_Given information_.
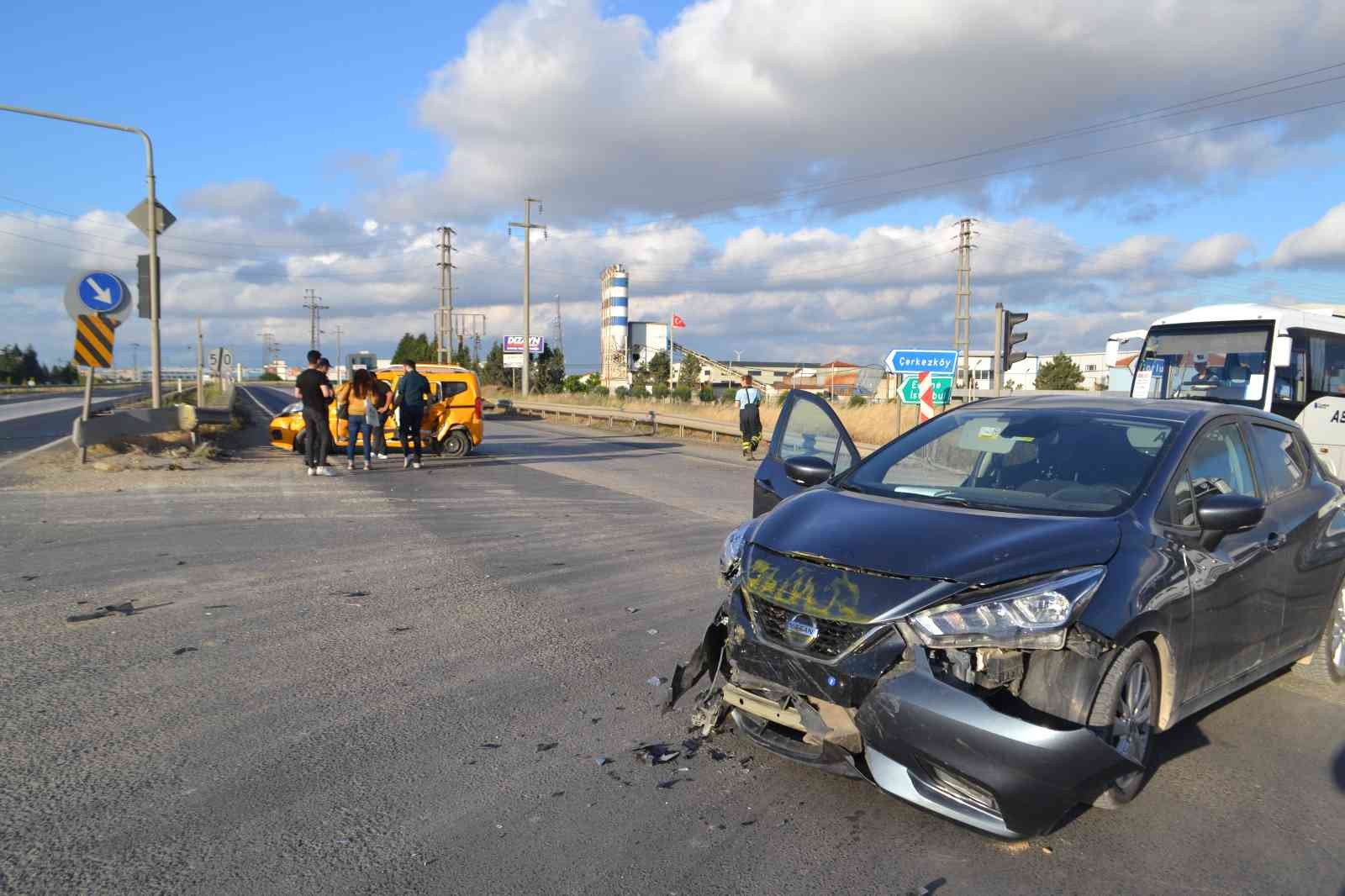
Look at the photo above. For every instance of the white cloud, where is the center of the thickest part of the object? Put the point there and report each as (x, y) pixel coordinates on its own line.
(1215, 255)
(746, 98)
(1320, 245)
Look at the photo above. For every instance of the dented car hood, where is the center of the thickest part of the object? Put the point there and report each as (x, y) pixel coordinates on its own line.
(894, 540)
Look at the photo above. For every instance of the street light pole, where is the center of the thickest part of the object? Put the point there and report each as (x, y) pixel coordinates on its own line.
(155, 396)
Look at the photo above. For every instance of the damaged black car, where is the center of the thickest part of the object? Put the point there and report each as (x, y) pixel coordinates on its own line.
(994, 615)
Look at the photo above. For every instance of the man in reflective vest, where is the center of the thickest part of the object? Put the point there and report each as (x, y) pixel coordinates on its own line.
(750, 416)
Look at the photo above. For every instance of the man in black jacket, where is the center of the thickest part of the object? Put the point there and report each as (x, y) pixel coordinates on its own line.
(315, 389)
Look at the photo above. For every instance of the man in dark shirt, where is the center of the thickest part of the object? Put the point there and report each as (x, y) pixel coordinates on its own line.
(412, 397)
(315, 390)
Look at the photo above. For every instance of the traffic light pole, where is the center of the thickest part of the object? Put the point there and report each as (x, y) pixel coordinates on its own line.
(1000, 342)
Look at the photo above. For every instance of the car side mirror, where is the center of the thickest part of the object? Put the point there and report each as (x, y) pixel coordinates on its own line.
(807, 470)
(1221, 514)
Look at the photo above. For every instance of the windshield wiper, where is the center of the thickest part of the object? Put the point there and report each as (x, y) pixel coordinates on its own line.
(920, 495)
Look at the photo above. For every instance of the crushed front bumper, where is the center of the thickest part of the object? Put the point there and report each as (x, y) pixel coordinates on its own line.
(934, 743)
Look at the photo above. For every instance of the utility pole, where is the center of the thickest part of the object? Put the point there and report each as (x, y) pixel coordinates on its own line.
(962, 315)
(315, 309)
(444, 319)
(528, 293)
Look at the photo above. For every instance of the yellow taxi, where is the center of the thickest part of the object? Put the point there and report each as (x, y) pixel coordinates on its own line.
(452, 423)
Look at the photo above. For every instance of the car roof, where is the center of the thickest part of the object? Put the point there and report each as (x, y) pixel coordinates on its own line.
(1177, 410)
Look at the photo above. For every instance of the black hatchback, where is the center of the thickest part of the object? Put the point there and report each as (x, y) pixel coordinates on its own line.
(993, 615)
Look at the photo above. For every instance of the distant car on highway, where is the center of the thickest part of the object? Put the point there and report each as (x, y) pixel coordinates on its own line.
(994, 615)
(452, 423)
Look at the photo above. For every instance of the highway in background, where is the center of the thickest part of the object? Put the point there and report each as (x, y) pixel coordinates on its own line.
(29, 420)
(432, 681)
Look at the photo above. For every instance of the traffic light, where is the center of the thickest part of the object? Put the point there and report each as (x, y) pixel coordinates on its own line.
(1006, 354)
(143, 286)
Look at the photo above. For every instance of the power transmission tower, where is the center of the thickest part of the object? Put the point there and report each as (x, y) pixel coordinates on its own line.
(528, 293)
(444, 318)
(962, 315)
(315, 309)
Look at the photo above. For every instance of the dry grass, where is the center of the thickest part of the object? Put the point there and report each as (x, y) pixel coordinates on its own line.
(871, 424)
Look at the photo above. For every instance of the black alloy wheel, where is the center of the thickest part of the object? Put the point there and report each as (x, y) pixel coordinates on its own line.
(1127, 710)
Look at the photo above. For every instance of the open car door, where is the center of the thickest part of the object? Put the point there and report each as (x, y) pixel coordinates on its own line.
(809, 440)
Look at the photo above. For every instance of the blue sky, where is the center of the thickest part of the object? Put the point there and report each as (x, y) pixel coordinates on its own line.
(622, 112)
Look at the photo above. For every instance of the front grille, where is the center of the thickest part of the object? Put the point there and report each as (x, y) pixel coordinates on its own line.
(834, 638)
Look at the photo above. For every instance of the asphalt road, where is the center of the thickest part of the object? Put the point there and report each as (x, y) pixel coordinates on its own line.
(403, 678)
(34, 419)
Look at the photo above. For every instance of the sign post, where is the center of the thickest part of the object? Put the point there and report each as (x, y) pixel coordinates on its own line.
(98, 302)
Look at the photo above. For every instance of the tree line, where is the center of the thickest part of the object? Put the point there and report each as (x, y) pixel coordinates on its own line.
(20, 365)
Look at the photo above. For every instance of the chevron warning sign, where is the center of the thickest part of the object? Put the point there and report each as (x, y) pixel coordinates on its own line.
(94, 336)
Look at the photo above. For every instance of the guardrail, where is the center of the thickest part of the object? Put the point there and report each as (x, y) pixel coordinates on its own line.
(650, 419)
(147, 421)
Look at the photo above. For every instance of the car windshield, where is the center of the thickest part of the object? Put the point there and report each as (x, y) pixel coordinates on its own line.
(1069, 461)
(1224, 363)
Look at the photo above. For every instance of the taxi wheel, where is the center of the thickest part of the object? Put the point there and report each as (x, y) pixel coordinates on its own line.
(1127, 710)
(457, 444)
(1328, 663)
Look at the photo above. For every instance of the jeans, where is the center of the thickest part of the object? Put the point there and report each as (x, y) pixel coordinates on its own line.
(380, 435)
(750, 423)
(354, 427)
(409, 432)
(316, 436)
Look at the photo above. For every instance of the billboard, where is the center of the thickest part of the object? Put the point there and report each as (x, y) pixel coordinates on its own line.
(515, 343)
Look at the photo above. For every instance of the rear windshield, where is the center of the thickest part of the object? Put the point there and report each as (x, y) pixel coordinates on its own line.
(1022, 461)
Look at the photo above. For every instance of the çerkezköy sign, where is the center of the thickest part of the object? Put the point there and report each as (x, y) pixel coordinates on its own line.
(918, 360)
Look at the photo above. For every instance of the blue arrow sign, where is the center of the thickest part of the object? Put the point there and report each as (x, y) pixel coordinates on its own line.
(918, 360)
(100, 291)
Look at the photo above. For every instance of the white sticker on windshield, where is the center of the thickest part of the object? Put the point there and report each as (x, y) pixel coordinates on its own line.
(1143, 382)
(1255, 387)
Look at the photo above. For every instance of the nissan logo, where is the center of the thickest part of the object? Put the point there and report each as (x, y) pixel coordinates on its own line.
(800, 630)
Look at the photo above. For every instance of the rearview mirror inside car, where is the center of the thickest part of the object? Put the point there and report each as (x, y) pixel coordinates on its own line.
(807, 470)
(1221, 514)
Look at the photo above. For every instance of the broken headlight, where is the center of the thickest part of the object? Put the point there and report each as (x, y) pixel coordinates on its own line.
(1026, 615)
(731, 556)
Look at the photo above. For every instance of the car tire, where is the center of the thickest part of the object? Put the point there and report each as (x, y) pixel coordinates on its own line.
(457, 444)
(1126, 712)
(1328, 667)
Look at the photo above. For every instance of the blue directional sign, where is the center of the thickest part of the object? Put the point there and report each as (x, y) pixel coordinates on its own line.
(918, 360)
(100, 291)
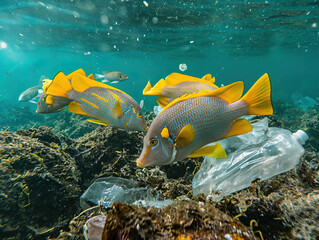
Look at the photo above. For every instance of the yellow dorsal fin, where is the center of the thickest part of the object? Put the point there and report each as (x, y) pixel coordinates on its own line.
(162, 101)
(209, 78)
(258, 98)
(230, 93)
(98, 122)
(185, 137)
(216, 151)
(75, 107)
(117, 110)
(80, 83)
(240, 126)
(147, 88)
(91, 76)
(49, 99)
(156, 90)
(59, 86)
(45, 84)
(79, 71)
(165, 133)
(176, 78)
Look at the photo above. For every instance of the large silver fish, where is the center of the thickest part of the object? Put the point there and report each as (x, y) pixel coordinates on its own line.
(110, 106)
(187, 124)
(176, 85)
(51, 104)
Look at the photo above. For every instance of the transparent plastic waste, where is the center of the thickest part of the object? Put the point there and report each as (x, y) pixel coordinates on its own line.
(260, 154)
(108, 190)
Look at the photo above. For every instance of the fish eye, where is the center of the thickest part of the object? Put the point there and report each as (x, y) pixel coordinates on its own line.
(153, 142)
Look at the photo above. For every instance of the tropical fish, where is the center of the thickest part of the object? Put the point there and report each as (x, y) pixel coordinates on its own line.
(113, 77)
(50, 104)
(109, 105)
(187, 124)
(176, 84)
(32, 93)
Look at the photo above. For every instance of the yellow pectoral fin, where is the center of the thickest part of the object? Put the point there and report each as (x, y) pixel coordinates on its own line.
(240, 126)
(185, 137)
(231, 93)
(80, 71)
(98, 122)
(91, 76)
(162, 101)
(208, 77)
(75, 107)
(215, 151)
(147, 88)
(165, 133)
(117, 110)
(258, 98)
(49, 99)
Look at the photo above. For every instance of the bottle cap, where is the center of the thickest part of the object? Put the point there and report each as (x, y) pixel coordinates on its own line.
(300, 136)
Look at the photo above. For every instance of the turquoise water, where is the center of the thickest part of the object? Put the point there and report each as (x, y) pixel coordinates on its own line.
(148, 40)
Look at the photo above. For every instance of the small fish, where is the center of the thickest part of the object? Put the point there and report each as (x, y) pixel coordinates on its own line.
(176, 85)
(186, 125)
(108, 105)
(30, 94)
(113, 77)
(51, 104)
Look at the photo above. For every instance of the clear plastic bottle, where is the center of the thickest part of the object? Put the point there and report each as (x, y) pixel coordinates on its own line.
(260, 154)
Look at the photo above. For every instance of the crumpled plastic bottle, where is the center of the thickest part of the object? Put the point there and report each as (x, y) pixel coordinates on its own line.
(108, 190)
(260, 154)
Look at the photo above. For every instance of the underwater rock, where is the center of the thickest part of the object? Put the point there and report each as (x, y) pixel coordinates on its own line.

_Exercise requirements_.
Rewrite the lines from the line with "car windshield, where" up to and including the line with "(1224, 363)", putting "widest" in place of "thickest" and changing nothing else.

_The reply_.
Look at the photo above. For every instance of the car windshield, where is the center of the widest part of the object? Put the point there and report each as (x, y) pixel coordinates on its own line.
(1069, 461)
(1224, 363)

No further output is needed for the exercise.